Work required = Each line of data below is to be returned exactly, leaving out any picture.

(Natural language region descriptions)
* * * *
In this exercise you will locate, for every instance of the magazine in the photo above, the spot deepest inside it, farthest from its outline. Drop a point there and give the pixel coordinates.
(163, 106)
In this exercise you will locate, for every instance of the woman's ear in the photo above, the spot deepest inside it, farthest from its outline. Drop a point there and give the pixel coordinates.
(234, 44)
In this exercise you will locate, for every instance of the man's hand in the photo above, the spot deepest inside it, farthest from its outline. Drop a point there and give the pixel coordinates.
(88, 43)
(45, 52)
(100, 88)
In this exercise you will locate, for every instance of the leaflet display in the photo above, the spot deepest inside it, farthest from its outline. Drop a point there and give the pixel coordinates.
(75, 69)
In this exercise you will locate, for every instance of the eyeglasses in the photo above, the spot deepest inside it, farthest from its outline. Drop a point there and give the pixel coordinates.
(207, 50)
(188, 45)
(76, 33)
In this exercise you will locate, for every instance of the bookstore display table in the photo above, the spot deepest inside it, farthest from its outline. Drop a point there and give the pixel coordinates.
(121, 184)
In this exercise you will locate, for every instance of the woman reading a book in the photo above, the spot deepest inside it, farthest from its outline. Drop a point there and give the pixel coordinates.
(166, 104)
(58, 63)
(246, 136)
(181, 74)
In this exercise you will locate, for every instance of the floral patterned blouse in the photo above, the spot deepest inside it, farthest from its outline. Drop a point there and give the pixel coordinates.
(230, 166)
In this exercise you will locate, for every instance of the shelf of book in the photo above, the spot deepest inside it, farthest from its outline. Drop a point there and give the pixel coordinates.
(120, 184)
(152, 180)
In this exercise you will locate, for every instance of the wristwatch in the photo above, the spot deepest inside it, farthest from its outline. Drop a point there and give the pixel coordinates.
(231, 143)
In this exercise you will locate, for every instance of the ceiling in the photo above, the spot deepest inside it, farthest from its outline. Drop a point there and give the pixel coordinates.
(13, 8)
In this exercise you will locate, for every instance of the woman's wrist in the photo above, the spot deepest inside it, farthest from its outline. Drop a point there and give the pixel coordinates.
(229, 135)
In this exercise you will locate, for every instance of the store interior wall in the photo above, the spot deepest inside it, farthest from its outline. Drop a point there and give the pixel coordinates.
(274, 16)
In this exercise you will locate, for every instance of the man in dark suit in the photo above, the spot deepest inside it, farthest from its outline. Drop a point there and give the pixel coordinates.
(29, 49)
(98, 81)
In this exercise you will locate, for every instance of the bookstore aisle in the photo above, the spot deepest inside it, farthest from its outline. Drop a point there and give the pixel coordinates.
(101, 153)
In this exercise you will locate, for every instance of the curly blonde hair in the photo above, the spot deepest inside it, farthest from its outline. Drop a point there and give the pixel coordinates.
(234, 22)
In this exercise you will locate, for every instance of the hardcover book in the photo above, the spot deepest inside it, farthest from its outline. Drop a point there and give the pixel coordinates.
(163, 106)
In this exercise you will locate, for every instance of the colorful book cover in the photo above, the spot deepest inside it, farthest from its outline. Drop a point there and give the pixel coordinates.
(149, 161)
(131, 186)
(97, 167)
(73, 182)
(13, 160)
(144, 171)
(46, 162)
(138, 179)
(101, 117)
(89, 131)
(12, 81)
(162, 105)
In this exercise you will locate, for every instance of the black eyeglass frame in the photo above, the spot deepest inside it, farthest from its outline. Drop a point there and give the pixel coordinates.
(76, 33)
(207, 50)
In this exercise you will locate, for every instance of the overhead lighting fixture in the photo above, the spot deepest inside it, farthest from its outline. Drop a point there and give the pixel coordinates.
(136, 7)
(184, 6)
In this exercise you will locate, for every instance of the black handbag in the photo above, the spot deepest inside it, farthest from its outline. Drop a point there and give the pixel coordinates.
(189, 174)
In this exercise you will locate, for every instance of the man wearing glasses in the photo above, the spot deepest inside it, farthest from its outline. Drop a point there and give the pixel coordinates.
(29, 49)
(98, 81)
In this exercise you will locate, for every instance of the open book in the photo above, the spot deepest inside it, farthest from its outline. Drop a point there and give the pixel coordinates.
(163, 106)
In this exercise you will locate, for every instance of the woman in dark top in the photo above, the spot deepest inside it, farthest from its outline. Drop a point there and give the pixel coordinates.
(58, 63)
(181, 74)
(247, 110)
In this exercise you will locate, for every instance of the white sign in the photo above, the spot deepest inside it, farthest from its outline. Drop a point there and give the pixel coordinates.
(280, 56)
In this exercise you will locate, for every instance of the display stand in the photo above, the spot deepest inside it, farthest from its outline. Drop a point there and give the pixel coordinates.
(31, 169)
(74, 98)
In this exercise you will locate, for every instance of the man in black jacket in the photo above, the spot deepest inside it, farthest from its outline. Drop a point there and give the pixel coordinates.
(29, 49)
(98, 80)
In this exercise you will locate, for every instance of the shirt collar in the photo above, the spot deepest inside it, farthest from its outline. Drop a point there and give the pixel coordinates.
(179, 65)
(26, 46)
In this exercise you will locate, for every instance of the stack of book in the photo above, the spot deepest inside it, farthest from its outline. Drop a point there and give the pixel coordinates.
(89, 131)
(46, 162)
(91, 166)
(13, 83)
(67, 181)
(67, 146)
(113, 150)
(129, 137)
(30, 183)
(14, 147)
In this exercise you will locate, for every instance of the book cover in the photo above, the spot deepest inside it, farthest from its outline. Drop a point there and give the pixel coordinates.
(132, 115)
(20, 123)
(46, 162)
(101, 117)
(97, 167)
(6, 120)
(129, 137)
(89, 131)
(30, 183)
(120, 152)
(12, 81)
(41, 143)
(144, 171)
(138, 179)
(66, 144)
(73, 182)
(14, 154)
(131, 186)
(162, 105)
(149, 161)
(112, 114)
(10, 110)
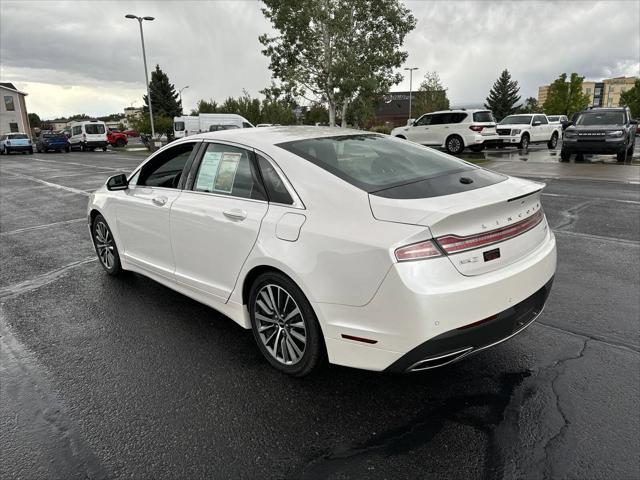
* * * *
Solution to the problem =
In this exercise you will locate, for every instance of the magazine in the photo above, the spot deepest inside it, farthest from its outline. Drop a point there and give the pixel coordinates.
(163, 106)
In this exercise you will locate, for every instance of the woman's ear in the photo above, the spot deepest inside it, farthest from its outline. Drop a point there and give the pixel coordinates.
(234, 44)
In this exercise you will locate, for every instance of the man's hand in the photo above, the spot deepest inside it, farthest from its outline. Drop a point there and give the pixel coordinates.
(88, 43)
(45, 52)
(100, 88)
In this exercise you will locate, for every instance of the leaflet display in the photo above, the spot deepest inside it, farthest from its outline. Drop a point there and give the pixel coordinates.
(75, 69)
In this exercise you will locate, for every instance of the eyeglasses in the photo above, the spot deepest inside it, farthest from its outline. Drop a point there and give the pixel coordinates.
(207, 50)
(188, 45)
(76, 33)
In this exercise you will locate, for every instance of the bookstore display table in the photo above, the spot deepest inside it, farthest from its outline. Drop a point there and give the pixel coordinates.
(121, 184)
In this exercise you will locate, for every instance of the woman reading a book in the photo above, the spot deepest inside it, farthest from its outline. Drop a point there and give the pixel coordinates.
(166, 104)
(58, 63)
(246, 136)
(181, 74)
In this exercise you will locate, for every instance of the floral patterned blouse in the photo above, the spot deepest inside it, farthest from its outline. Drop a point there and give the pixel coordinates.
(230, 166)
In this exercise you will locate, for every instance of the shelf of book in the photo above, the spot deepest inside it, farthest from its outline. Drop a point there and give the pixel coordinates.
(120, 184)
(152, 180)
In this exercise you will locate, for every instance of the wristwatch in the photo above, the spot deepest inside it, farthest from its outline. Drop a point there and give the pixel coordinates.
(231, 143)
In this exercise you will locate, for every instance of the ceiling in the photo above, the spot deepest inside it, farthest from its outline. Drop a point there and give the pixel coordinates.
(13, 8)
In this exercise you will locate, for every instance of the woman's wrist in the photo above, the spot deepest inside it, farthest from its outline. Drop a point there and give the pixel coordinates.
(229, 135)
In this exercise you will locate, for every instance of the store interior wall in the photo above, the spot deepest inside it, farthest from its outline. Drop a point there and give the pixel coordinates.
(274, 16)
In this exercise you will locate, for every instance of the man in dark suit in the photo above, the spot deepest inside it, farthest from its outline. Drop a point there and give the pixel coordinates.
(29, 49)
(98, 81)
In this exercise you will locate, for every instance of the bookstore aisle in the photo above, the spot deepest inside it, farthest from its outline. Drop a point there and give the pixel coordinates.
(101, 153)
In this exercise you will locate, for every instance of the curly blonde hair in the photo above, the spot deepest inside it, farthest from its outline. Drop a point there and give the pixel coordinates.
(234, 22)
In this exercise you will locate, for every instance of the hardcover book in the photo above, the spot deepest inside it, farthest from its outline. Drop a point there and give the pixel coordinates.
(163, 106)
In this exercise you will locate, for every instance of the colorful book cover in the photo above, the spot deepest inside it, farthest from its outline. Drop a point there and give the pixel coordinates.
(149, 161)
(131, 186)
(97, 167)
(73, 182)
(13, 160)
(144, 171)
(46, 162)
(138, 179)
(101, 117)
(89, 131)
(12, 81)
(162, 105)
In this exercise you will locate, for every instance of the black eyeglass frame in the photo above, the spot deepest inside it, farthest from its outline. Drop a point there and give the pixel coordinates.
(76, 33)
(207, 50)
In this exercise you will locate, for every instance of the overhead lighting fixture in the photo above, the spot deepest inside it, farthest from its outline. Drop a point there and give the pixel coordinates.
(136, 7)
(184, 6)
In this exercise you will locate, for every instance of the black handbag in the photo above, the spot deepest inside it, farthest from its outline. Drop a point there and give the pixel coordinates.
(189, 174)
In this exercise you will locate, for every instance of the man wearing glasses in the photo above, the spot deepest inside it, farthest from its outline. Drop a point there and give the pixel coordinates.
(29, 49)
(98, 81)
In this exercise you will locate, for every instance of the open book in the photo above, the spot deepest inside it, farthest from its outline. Drop a point there and give the pixel coordinates.
(163, 106)
In this exercise you will locate, for every instance of the woman in dark top in the photo above, the spot deepest inside it, farthest from its outline. Drop a point there and give the pixel coordinates.
(58, 63)
(181, 74)
(247, 110)
In this exercise you will locate, for every instance of the white sign in the photo above, the spot deepest inside it, farthest from its outline. Drop a point there and give the pixel coordinates.
(280, 56)
In this exercise you will locate, for every instance of the display stand in the photo above, the spot deepest inside it, farthest from its outline. Drop a point there and give the pixel coordinates.
(31, 169)
(74, 98)
In this exercise you will locate, for every instance of the man in black jacket in the photo above, the spot deepest inside it, farthest from its outline. Drop a point there and give the pixel coordinates.
(29, 49)
(98, 80)
In this exercise you will locate, for every instance of the shirt collar in the photo above, the spot deepest inside it, farthest from its outline. Drop a point there and give the pixel coordinates.
(179, 65)
(26, 46)
In this exercise you will locate, for every instance of the stack of book in the photo above, the spot deepest inside it, farthest from its outline. Drop a point there and give the pixel coordinates.
(89, 131)
(46, 162)
(91, 166)
(13, 83)
(67, 181)
(67, 146)
(113, 150)
(129, 137)
(30, 183)
(14, 147)
In this exercise you will locate, for every instance of the book cover in the photo above, the spot deepest inside it, farthest from its outline. Drop a point there and give the pixel coordinates.
(132, 115)
(20, 123)
(46, 162)
(101, 117)
(97, 167)
(6, 120)
(129, 137)
(89, 131)
(30, 183)
(120, 152)
(12, 81)
(41, 143)
(144, 171)
(138, 179)
(66, 144)
(73, 182)
(14, 154)
(131, 186)
(162, 105)
(149, 161)
(112, 114)
(10, 110)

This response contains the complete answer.